(Saved entries)

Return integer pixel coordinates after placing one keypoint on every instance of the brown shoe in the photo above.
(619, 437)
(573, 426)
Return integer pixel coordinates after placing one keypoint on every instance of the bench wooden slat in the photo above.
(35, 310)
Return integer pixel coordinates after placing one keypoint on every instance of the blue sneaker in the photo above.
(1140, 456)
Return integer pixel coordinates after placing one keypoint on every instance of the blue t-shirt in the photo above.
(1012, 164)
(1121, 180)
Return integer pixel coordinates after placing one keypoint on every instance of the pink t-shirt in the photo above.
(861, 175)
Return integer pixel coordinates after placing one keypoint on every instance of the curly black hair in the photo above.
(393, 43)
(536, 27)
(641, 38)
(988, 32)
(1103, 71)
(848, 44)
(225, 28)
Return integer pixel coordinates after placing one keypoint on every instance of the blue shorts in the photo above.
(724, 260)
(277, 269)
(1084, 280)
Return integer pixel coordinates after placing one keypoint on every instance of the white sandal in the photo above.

* Exercise directions
Every entry is to be repeated precisely as it stands.

* Exercise result
Return integer pixel coordinates after placing one keypoint on every instance of the brown shoe in the photo above.
(619, 437)
(573, 426)
Return integer pixel coordinates after placing one keypoint on every instance of the bench wooden slat in the photo above.
(35, 310)
Return integer pixel coordinates after placing one keypoint on every instance of the blue sneaker in the photo above.
(1140, 456)
Return integer pixel coordinates after placing one keypoint on every instance of the blue t-shirt in the photo above.
(1012, 164)
(1121, 180)
Return integer pixel coordinates after placing one keypoint on every instance of the pink t-shirt in the photo above.
(861, 175)
Return integer pixel coordinates after placing one keypoint on every instance of the curly black hair in the photo above.
(393, 43)
(536, 27)
(641, 38)
(988, 32)
(1103, 71)
(848, 44)
(225, 28)
Return integer pixel coordinates after placing one keypoint on every instance of the blue shorts in the photo above.
(724, 260)
(277, 269)
(1084, 280)
Return integer pixel coordinates after placing one keypoint on every instance of the white sandal in the photo above.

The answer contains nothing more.